=== Section Start ===

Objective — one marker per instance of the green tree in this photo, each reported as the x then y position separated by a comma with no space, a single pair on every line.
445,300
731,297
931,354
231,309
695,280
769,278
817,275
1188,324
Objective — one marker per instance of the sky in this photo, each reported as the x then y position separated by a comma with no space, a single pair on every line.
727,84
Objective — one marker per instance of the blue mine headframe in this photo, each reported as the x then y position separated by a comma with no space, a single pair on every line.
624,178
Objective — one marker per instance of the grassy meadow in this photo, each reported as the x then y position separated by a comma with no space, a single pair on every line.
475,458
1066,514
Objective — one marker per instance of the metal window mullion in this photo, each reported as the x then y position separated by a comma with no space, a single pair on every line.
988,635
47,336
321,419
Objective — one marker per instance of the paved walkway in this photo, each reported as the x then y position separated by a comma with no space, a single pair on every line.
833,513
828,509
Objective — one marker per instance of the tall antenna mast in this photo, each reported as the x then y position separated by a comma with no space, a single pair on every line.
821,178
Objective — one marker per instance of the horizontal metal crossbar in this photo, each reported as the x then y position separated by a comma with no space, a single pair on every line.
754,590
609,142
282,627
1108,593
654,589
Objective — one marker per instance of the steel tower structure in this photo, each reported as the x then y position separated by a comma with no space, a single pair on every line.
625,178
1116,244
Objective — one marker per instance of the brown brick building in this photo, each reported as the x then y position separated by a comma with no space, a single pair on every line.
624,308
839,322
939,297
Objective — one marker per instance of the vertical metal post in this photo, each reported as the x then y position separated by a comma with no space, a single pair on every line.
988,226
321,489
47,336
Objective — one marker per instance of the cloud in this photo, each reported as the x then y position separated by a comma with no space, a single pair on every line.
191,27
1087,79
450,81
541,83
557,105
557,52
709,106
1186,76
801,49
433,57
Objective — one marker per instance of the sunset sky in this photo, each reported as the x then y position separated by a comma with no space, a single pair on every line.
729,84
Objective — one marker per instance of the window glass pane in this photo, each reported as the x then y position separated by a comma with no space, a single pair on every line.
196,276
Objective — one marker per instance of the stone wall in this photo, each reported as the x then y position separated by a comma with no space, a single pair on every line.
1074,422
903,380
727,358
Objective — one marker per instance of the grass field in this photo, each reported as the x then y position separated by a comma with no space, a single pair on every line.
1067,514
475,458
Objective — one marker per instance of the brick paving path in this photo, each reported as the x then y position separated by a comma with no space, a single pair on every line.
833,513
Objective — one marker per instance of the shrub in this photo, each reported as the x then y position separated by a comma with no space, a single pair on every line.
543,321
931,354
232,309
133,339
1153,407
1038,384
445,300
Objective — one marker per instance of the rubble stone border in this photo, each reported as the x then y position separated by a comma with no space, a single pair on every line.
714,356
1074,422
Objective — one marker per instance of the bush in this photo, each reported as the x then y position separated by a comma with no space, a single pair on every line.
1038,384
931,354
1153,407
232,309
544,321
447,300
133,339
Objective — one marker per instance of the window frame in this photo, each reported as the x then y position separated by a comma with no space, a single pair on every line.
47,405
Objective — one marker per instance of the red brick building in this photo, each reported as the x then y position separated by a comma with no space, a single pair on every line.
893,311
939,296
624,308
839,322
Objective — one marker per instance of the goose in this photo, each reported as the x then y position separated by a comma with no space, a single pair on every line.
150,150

=== Section End ===

# Try it:
An exact copy of every record is required.

# Task solution:
Objective — one marker per instance of the green tree in this photo, each reported as the x then y position separated by a comma with no space, a single pair on every line.
445,300
731,297
931,354
231,309
695,280
769,278
817,275
1188,324
Objective — one marker per instance of the sky in this photo, each reported as the x then y position separated by a comma with no space, a single pair on every line.
727,84
Objective — one marker per instance of the blue mine headframe in this photo, each reported as the x then y position separated by a comma with no space, a single pair on every line.
624,178
Objective — one marker per instance of the grassy meadow in this photo, each reported as the x then y position separated by a comma with no space, a single pair on every line.
475,458
1066,514
Objective — one marker per instance of the metal window mullion in this photo, each reported as the x then y position separated by a comma with no space, a single pair on every line.
988,635
47,336
321,419
Objective — one marker per instance of the paved walkway in this photo, each reported as the x then y position separated by a comma with no space, a single pair on every line.
833,513
828,509
Objective — one marker per instance of the tall antenna mast in this photo, each reported as the x then y position separated by a comma with no space, a single pair on every line.
821,178
Objective — one marker per instance of the horizontal metal crossbar in this photo, each reported as the x then y position separated by a comma with no space, a single pair on every line.
754,590
609,142
282,627
1108,593
654,589
Objective — one marker per instance of the steel tower structure in this photo, each reported as the x then y position separated by a comma with no space, a single pair on every line.
625,178
1116,244
Objective — one marker per instance of the brown brick building in this photo, each reported as the x then y position separated by a comma with no space, a single pair on every line.
624,308
839,322
939,297
Objective — one marker per instance of the vertical metal post in this photo, each reported as the x then y position separated by a comma with no space, a single pair on every line.
988,226
321,489
47,336
Objective — one marker per instance of the cloud in this photo, each reported as the x then y position separated by a comma with no space, a single pair on every line.
191,27
1087,79
450,81
541,83
557,105
557,52
709,106
1186,76
801,49
433,57
Objective — one marker per instance of the sunset sky in this photo, each reported as the x then y position separated by a comma with no space, a single pair on every line.
729,84
Objective — one marker per instance of the window glass pane in this photo, each reported as the x then y position separated by a comma with no space, a single pair on every line.
196,276
Objective — one marker per instance of the stone wall in this photo, each reported as the x then y position separated by a comma with no space, a single pair on every line.
1074,422
903,380
727,358
Objective — one marker per instance of the grass field in this photo, each reported as the x then y position separated by a comma with no space, a single pair on every line.
1067,514
475,458
Objective — one marker per instance of the brick paving path in this photo, each reported as the x then y position separated by a comma with no space, a single pair on every line.
833,513
Objective — one marker per instance of the shrub in this photo, each reported as the x then y position separated by a comma with no space, a single pair on every line.
543,321
931,354
232,309
133,339
1153,407
1038,384
445,300
Objective — one marker per instance of the rubble stone border in this photo, each reported as the x then y position separated by a comma with no space, a single pair on every line.
714,356
1074,422
Objective — one marker per instance of the bush in this photo, each reported as the x then y position separated by a comma with no space, a single pair on every line.
1038,384
931,354
1153,407
232,309
544,321
447,300
133,339
Objective — one marker per instance of the window frame in this photo, each reported as the x then y position separated by a comma with no space, a single pair on every line.
47,405
Objective — one marker per instance of the red brick building in this photo, each reported as the x then y position separated by a comma with no space, a single pair on every line.
893,311
939,296
624,308
839,322
Objective — one marker per instance of the goose in this photo, each reported as the x then y position separated by a comma with no space, a single pair on every line.
150,150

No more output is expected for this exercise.